■ WHAT YOU SHOULD DO
Present as a JSON list of strings the lines starting at the line containing "indicate the nose cone, one dot per instance" and ending at the last line of the records, one string per line, with blank lines omitted. Leave the pictures out.

───── GIVEN INFORMATION ─────

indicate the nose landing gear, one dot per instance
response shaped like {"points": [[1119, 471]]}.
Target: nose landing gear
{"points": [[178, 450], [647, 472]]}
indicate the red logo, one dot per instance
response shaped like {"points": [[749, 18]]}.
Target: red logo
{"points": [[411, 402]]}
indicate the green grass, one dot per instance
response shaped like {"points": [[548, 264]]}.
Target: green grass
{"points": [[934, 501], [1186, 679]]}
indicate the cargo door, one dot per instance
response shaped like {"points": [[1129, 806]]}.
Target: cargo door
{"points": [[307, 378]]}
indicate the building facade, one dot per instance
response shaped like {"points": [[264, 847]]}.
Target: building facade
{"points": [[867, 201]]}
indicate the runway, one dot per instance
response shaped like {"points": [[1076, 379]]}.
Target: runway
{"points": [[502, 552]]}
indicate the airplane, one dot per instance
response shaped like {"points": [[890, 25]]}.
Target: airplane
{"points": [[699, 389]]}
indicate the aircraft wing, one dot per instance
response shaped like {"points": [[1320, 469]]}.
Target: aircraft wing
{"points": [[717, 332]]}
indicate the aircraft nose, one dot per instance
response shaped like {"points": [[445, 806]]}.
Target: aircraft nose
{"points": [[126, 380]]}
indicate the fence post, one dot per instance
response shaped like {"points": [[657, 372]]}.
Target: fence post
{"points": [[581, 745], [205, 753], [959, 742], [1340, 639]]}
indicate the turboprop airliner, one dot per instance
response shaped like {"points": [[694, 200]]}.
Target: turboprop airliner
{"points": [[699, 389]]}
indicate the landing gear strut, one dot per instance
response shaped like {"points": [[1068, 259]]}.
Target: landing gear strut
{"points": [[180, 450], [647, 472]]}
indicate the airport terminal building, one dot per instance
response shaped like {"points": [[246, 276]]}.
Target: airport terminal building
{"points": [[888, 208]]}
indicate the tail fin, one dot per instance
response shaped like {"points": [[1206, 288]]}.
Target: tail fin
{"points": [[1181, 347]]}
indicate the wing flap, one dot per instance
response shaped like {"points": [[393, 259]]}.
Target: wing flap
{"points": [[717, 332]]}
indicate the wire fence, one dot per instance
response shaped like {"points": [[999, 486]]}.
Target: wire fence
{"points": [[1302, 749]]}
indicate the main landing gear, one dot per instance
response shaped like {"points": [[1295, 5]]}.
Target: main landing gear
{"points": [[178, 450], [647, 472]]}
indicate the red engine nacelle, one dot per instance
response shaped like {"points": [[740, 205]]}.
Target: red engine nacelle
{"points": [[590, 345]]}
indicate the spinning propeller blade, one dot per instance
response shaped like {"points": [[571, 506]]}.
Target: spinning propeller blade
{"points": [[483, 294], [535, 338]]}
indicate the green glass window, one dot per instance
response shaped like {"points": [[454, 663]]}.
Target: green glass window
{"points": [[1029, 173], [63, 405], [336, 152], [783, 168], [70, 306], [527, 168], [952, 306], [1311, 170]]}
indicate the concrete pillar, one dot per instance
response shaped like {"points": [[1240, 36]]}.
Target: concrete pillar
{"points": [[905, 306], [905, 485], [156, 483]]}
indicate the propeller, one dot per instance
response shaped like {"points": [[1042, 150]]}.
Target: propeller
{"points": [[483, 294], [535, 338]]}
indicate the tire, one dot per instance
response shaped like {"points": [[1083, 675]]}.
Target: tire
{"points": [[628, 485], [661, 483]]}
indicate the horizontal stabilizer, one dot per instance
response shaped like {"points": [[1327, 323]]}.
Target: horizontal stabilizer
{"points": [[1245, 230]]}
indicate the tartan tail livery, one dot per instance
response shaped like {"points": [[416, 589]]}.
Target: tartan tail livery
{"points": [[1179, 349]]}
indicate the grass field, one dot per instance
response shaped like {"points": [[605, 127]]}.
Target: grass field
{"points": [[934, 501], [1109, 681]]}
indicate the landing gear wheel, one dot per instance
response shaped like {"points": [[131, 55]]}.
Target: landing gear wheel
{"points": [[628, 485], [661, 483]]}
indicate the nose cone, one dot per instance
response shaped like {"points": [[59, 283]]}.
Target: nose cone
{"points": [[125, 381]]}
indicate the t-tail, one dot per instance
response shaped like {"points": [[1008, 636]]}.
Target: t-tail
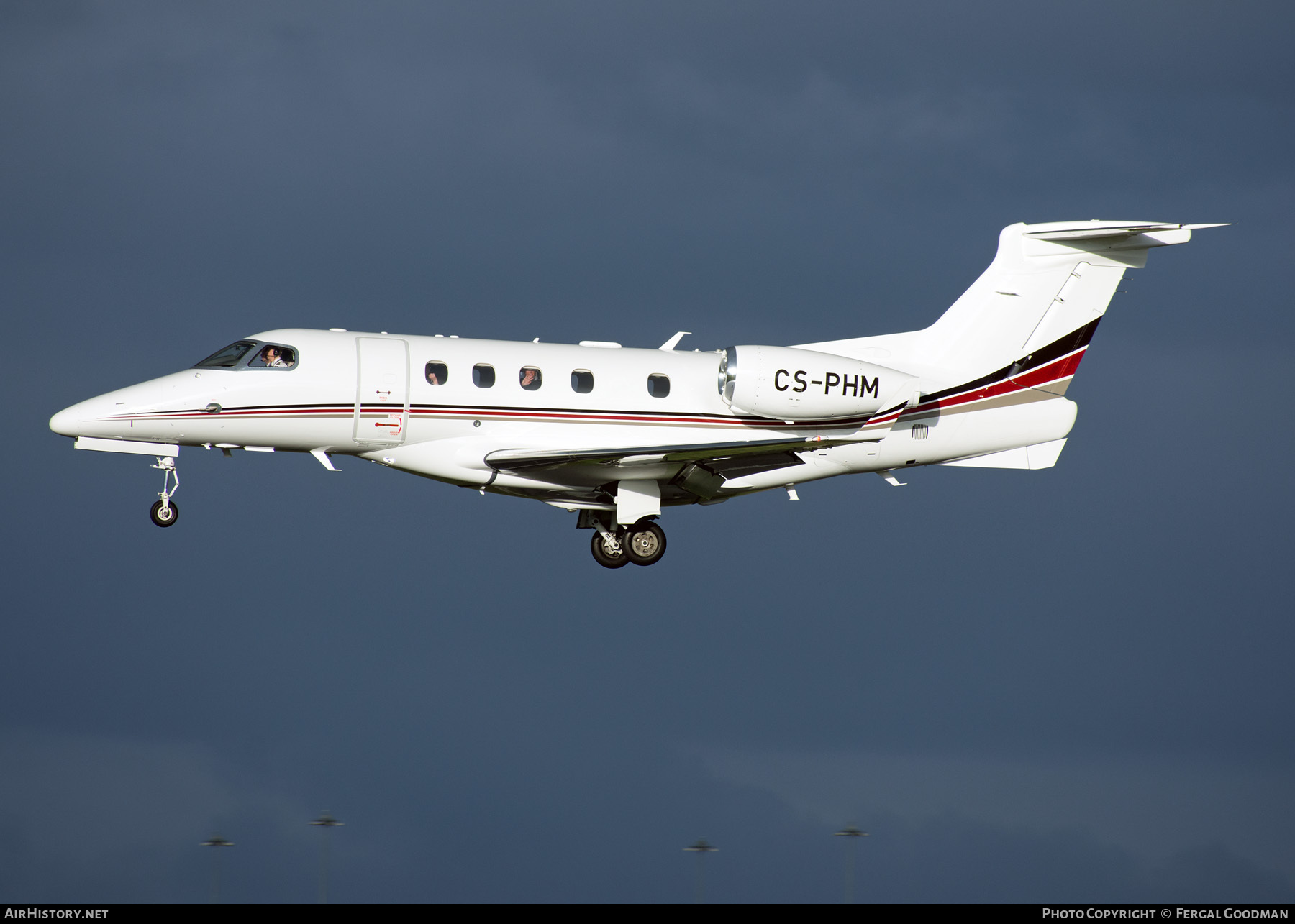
{"points": [[1014, 338]]}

─────

■ ANSWER TO THE TASK
[
  "indicate the nose cone, one dot per instance",
  "response shaped like {\"points\": [[59, 283]]}.",
  "Target: nose cone",
  "{\"points\": [[125, 381]]}",
  "indicate the t-tail, one dot per instance",
  "response shaped like {\"points\": [[1008, 636]]}.",
  "Target: t-tail",
  "{\"points\": [[1014, 338]]}"
]